**LISTED RECORDS:**
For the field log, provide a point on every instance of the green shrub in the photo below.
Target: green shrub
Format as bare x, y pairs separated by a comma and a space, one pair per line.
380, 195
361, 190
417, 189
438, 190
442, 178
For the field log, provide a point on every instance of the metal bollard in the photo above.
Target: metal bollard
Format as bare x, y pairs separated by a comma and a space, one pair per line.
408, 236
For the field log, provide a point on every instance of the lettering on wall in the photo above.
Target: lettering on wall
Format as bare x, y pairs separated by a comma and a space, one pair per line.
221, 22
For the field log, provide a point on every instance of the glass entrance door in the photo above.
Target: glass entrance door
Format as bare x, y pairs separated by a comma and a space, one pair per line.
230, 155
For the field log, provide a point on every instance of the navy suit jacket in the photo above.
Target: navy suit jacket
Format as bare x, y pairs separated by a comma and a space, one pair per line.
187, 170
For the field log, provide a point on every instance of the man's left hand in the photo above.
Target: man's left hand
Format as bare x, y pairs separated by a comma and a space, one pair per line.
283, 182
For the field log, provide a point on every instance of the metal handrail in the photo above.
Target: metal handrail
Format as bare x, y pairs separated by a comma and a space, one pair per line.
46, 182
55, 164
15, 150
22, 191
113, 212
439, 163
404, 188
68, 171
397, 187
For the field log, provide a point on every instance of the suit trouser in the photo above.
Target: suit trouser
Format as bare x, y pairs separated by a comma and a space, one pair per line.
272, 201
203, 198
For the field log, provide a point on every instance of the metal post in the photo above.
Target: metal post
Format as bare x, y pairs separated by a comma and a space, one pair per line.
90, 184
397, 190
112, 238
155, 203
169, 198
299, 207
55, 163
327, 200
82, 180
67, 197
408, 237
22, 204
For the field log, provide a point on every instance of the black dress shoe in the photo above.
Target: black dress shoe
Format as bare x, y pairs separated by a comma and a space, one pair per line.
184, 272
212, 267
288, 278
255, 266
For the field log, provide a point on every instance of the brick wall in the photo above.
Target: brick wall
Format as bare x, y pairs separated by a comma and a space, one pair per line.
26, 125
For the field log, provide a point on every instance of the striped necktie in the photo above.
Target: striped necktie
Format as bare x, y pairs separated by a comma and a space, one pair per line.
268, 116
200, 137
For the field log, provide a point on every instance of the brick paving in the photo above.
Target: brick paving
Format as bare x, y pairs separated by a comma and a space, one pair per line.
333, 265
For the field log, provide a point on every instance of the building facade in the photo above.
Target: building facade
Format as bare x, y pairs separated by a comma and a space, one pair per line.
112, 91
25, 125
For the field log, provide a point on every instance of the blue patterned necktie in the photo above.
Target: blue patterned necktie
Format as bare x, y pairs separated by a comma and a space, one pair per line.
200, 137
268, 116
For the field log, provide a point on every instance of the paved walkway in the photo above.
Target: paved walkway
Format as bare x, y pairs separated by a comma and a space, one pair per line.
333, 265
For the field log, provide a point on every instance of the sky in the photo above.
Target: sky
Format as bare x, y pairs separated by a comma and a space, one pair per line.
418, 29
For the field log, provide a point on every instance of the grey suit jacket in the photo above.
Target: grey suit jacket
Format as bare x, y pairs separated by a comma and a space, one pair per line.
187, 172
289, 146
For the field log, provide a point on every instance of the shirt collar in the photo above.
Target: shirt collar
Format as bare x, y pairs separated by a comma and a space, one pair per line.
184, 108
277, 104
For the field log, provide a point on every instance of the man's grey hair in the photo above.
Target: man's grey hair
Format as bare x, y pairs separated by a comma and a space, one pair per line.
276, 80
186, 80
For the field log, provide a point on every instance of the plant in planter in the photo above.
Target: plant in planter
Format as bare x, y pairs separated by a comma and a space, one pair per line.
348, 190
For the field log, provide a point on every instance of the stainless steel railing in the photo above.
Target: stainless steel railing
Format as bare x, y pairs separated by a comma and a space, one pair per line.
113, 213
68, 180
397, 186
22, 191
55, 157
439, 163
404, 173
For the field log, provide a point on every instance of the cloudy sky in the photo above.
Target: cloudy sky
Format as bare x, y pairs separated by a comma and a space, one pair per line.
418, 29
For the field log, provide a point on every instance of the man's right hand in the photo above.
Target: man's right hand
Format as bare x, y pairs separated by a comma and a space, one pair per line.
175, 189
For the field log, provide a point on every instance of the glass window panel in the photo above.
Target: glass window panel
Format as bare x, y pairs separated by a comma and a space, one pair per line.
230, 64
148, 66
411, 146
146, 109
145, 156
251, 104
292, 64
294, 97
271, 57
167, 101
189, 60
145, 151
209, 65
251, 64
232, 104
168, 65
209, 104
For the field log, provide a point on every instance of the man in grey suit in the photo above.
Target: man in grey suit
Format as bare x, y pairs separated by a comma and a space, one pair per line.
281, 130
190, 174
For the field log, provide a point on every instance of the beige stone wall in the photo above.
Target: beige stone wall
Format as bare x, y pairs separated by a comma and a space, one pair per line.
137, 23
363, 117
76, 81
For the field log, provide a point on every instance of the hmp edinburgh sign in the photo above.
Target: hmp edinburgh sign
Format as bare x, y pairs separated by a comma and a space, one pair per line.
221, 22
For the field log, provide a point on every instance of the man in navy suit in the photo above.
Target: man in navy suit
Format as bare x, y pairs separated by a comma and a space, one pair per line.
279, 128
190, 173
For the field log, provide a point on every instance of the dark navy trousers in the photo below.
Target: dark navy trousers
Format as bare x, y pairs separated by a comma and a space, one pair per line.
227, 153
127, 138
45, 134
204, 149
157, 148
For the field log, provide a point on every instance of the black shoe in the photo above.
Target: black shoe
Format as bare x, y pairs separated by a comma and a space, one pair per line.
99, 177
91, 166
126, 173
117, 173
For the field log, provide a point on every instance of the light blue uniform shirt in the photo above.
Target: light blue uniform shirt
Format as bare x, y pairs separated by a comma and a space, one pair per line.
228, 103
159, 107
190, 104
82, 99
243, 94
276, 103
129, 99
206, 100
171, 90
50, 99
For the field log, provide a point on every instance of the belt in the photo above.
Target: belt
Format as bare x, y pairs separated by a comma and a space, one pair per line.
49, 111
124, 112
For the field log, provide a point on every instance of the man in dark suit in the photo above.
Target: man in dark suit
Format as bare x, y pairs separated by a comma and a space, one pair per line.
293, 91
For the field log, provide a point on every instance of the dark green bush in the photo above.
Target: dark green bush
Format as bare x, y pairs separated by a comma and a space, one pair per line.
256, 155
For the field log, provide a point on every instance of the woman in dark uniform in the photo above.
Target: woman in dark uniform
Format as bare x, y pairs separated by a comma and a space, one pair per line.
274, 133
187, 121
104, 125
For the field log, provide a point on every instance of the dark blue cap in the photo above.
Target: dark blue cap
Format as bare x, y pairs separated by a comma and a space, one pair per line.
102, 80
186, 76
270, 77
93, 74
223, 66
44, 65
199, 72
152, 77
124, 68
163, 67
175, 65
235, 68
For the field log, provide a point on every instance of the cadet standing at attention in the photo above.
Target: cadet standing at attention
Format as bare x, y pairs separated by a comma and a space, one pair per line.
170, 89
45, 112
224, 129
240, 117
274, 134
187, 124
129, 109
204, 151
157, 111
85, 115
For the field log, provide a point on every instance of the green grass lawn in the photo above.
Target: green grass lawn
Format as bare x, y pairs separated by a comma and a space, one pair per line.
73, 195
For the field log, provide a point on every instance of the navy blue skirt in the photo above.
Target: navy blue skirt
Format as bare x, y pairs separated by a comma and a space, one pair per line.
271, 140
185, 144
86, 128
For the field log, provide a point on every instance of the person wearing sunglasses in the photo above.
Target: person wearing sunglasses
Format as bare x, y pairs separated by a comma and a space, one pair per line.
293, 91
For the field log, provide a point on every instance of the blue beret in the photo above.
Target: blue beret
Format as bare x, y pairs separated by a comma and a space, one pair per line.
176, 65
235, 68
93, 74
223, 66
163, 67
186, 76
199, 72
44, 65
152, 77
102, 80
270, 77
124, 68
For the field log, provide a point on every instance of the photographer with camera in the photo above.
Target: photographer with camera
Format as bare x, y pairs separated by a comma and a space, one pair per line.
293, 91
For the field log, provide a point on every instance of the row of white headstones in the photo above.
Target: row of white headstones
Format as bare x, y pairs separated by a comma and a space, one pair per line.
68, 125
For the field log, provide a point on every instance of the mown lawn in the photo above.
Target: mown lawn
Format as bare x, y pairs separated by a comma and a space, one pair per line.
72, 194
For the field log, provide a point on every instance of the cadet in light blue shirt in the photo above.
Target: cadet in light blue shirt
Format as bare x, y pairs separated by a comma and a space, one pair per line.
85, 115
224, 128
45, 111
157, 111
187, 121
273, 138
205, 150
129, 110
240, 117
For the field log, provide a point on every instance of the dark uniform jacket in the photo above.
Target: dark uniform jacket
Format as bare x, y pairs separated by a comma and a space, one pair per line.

**PROBLEM TO WORK ON:**
Above are the records. Print exactly, and only, the lines from the line with "stone wall in the photo above." to the line with "Target: dark navy trousers", both inclusive.

**RESULT OF THE TASK:**
For the field log, provide a point on every instance of the beige stone wall in the photo above.
Target: beige stone wall
Format as bare x, y pairs separated by a comma and a space, one pair per line.
137, 23
363, 117
76, 81
For the field log, provide a point on every instance of the hmp edinburgh sign in the photo above.
Target: hmp edinburgh sign
Format as bare x, y pairs separated by a comma and a space, one pair per line.
221, 22
For the field log, provide a point on every instance of the man in navy suit in the photo above.
Target: man in navy suit
Format as bare x, y pairs separated by a comma and a space, one pair per line.
279, 128
190, 173
For the field log, provide a point on every instance of the dark navy trousers in the photo below.
Target: dark navy trousers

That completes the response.